[Dataset entries]
+ + + +

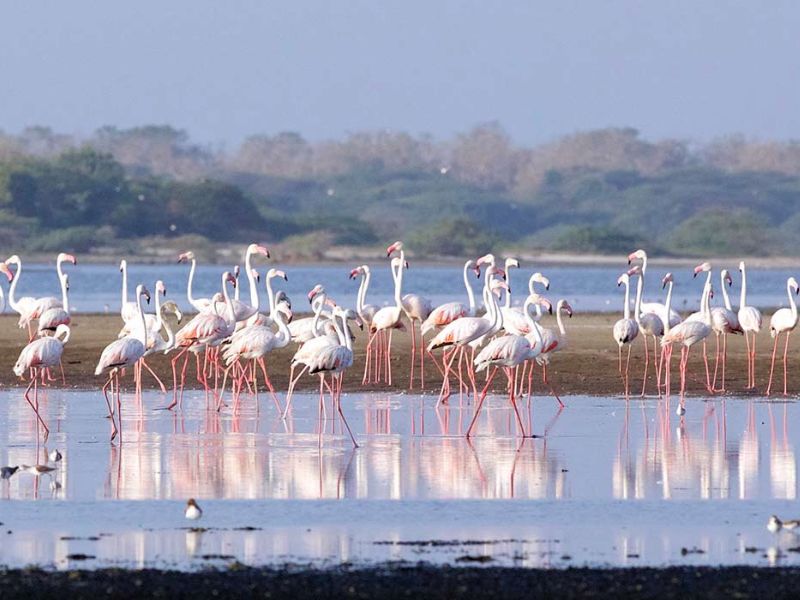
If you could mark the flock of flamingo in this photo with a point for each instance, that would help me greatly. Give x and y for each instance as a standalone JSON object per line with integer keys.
{"x": 661, "y": 321}
{"x": 230, "y": 338}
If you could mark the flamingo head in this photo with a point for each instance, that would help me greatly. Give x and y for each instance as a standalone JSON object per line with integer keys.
{"x": 486, "y": 259}
{"x": 726, "y": 276}
{"x": 6, "y": 271}
{"x": 64, "y": 257}
{"x": 637, "y": 255}
{"x": 635, "y": 270}
{"x": 316, "y": 290}
{"x": 702, "y": 268}
{"x": 539, "y": 278}
{"x": 396, "y": 247}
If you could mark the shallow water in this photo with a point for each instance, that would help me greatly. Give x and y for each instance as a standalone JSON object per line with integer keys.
{"x": 606, "y": 482}
{"x": 96, "y": 288}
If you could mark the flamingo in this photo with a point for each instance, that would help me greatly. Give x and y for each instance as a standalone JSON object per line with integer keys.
{"x": 334, "y": 359}
{"x": 199, "y": 304}
{"x": 41, "y": 353}
{"x": 626, "y": 329}
{"x": 417, "y": 309}
{"x": 508, "y": 352}
{"x": 120, "y": 354}
{"x": 653, "y": 307}
{"x": 783, "y": 321}
{"x": 389, "y": 318}
{"x": 650, "y": 324}
{"x": 462, "y": 331}
{"x": 253, "y": 343}
{"x": 750, "y": 322}
{"x": 51, "y": 318}
{"x": 687, "y": 334}
{"x": 206, "y": 330}
{"x": 28, "y": 307}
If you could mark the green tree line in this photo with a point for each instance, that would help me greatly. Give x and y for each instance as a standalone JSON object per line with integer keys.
{"x": 599, "y": 191}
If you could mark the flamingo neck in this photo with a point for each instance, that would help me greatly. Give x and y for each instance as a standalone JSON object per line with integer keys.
{"x": 561, "y": 329}
{"x": 743, "y": 293}
{"x": 251, "y": 280}
{"x": 470, "y": 293}
{"x": 725, "y": 296}
{"x": 189, "y": 295}
{"x": 13, "y": 287}
{"x": 627, "y": 308}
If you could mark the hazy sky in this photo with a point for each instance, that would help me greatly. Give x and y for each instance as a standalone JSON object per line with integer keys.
{"x": 222, "y": 70}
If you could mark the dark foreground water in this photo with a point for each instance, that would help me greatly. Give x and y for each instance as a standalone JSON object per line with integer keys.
{"x": 606, "y": 483}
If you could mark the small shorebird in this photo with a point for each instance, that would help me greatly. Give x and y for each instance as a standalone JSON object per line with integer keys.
{"x": 193, "y": 511}
{"x": 7, "y": 472}
{"x": 774, "y": 525}
{"x": 37, "y": 469}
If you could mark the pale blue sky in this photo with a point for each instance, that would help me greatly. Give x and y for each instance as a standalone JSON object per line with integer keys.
{"x": 222, "y": 70}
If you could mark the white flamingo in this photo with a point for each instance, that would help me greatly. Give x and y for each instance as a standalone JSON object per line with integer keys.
{"x": 750, "y": 322}
{"x": 625, "y": 329}
{"x": 120, "y": 354}
{"x": 38, "y": 356}
{"x": 783, "y": 321}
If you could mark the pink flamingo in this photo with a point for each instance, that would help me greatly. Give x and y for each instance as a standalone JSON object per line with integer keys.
{"x": 417, "y": 308}
{"x": 120, "y": 354}
{"x": 625, "y": 330}
{"x": 205, "y": 331}
{"x": 750, "y": 322}
{"x": 39, "y": 355}
{"x": 687, "y": 334}
{"x": 783, "y": 321}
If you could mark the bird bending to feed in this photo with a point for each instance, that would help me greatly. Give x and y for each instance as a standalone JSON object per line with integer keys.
{"x": 193, "y": 511}
{"x": 774, "y": 525}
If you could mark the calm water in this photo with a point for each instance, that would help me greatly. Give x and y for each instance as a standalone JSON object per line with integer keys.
{"x": 608, "y": 483}
{"x": 96, "y": 288}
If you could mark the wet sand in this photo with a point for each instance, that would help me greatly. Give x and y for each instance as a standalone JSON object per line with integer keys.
{"x": 588, "y": 365}
{"x": 412, "y": 581}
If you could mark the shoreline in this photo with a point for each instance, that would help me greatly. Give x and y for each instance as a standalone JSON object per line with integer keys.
{"x": 406, "y": 581}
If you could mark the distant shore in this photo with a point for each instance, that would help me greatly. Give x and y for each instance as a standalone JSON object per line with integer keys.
{"x": 406, "y": 581}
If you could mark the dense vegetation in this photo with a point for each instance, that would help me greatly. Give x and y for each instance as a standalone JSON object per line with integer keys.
{"x": 601, "y": 191}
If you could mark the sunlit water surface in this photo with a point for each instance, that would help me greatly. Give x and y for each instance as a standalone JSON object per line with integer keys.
{"x": 605, "y": 482}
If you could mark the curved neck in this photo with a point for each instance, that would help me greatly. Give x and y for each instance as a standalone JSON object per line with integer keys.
{"x": 725, "y": 296}
{"x": 561, "y": 329}
{"x": 627, "y": 308}
{"x": 189, "y": 284}
{"x": 398, "y": 282}
{"x": 637, "y": 305}
{"x": 470, "y": 293}
{"x": 743, "y": 293}
{"x": 252, "y": 281}
{"x": 124, "y": 284}
{"x": 64, "y": 295}
{"x": 667, "y": 304}
{"x": 12, "y": 301}
{"x": 270, "y": 296}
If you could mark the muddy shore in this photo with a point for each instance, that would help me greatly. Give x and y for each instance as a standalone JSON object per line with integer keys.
{"x": 588, "y": 365}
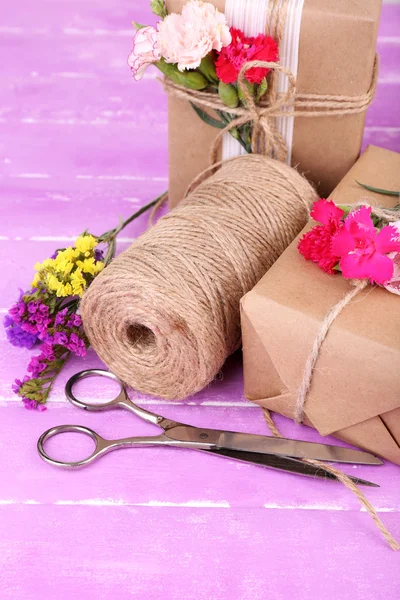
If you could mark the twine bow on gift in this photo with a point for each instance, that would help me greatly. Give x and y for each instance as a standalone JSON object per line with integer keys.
{"x": 265, "y": 137}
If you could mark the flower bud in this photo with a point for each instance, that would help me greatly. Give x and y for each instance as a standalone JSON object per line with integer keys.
{"x": 228, "y": 94}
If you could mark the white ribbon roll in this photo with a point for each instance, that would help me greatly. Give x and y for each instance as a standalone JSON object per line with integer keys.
{"x": 251, "y": 17}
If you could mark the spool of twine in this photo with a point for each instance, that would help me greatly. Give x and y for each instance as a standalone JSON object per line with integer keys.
{"x": 164, "y": 316}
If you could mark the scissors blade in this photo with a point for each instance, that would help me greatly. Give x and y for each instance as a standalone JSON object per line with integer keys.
{"x": 284, "y": 463}
{"x": 248, "y": 442}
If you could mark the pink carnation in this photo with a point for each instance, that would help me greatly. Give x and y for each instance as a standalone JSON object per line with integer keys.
{"x": 145, "y": 51}
{"x": 188, "y": 37}
{"x": 244, "y": 49}
{"x": 316, "y": 244}
{"x": 364, "y": 252}
{"x": 393, "y": 285}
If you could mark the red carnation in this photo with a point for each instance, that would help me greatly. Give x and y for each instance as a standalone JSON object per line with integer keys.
{"x": 316, "y": 244}
{"x": 244, "y": 49}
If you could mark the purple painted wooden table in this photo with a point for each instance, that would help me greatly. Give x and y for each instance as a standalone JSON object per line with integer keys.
{"x": 80, "y": 144}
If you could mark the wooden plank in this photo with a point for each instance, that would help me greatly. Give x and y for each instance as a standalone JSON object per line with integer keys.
{"x": 102, "y": 552}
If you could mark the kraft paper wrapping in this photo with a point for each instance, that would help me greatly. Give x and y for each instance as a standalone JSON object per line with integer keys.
{"x": 336, "y": 56}
{"x": 355, "y": 391}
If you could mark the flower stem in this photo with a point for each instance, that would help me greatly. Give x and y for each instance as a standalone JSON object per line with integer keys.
{"x": 110, "y": 236}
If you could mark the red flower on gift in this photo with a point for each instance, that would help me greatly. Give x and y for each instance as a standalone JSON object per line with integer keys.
{"x": 316, "y": 244}
{"x": 363, "y": 250}
{"x": 244, "y": 49}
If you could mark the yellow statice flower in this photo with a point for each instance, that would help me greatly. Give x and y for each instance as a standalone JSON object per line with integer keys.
{"x": 85, "y": 244}
{"x": 78, "y": 282}
{"x": 67, "y": 274}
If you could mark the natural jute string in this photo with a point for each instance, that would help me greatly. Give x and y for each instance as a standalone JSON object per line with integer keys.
{"x": 343, "y": 478}
{"x": 164, "y": 315}
{"x": 388, "y": 216}
{"x": 265, "y": 138}
{"x": 356, "y": 287}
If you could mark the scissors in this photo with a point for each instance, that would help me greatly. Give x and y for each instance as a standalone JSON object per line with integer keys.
{"x": 276, "y": 453}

+ + + +

### [PROBLEM TO WORK ON]
Transcribe only the trailing portion of the entries above: the line that contains "If you could mark the purple" and each line after it.

### [COMPLETED EXERCISE]
If you could mark the purple painted wooden table in this photo with a point for each instance, that would help me greatly. Give x and y for each instance as a standalone JSON object per line with integer keys.
{"x": 80, "y": 144}
If you could mark the wooden plank in this photo with a point for each instance, that would help me greatly. Give x and y for each instance as a standalone JSON object per line with integer keys.
{"x": 102, "y": 552}
If you could mark the kraft paper wrapping in this photo with a point for each instance, that would help me greatly. Give x and y for each instance as a standalone JSON object per line with integer keys.
{"x": 336, "y": 56}
{"x": 355, "y": 391}
If you could mark the flower stem in this photo with a point for each instance, that would help me greatly. Give x and y for each instance as a standalone JSON object per line with integer keys.
{"x": 110, "y": 236}
If you could mark the red flower on gift in this photo with a point for each instance, that would help me greatly. Give x and y for each instance as a standalone JSON object per line with integer keys.
{"x": 316, "y": 244}
{"x": 363, "y": 250}
{"x": 244, "y": 49}
If you could mark the yellow statice flower in this photo with a point for each instance, that would help me greatly. Give x and y for each instance as a standalone JSON object per line with integer keys.
{"x": 85, "y": 244}
{"x": 78, "y": 282}
{"x": 67, "y": 274}
If you could mark the natural jute string in this photo with a point for each instance, that would help me greatly. Give x and y for each instance as a standalone JSON object per line with integer keys.
{"x": 343, "y": 478}
{"x": 164, "y": 315}
{"x": 388, "y": 216}
{"x": 265, "y": 138}
{"x": 356, "y": 287}
If you could mark the scissors in this photo with a point for each instance, that would help me greatly. Give x and y for each instance as a standalone JSON object per line with integer keys.
{"x": 276, "y": 453}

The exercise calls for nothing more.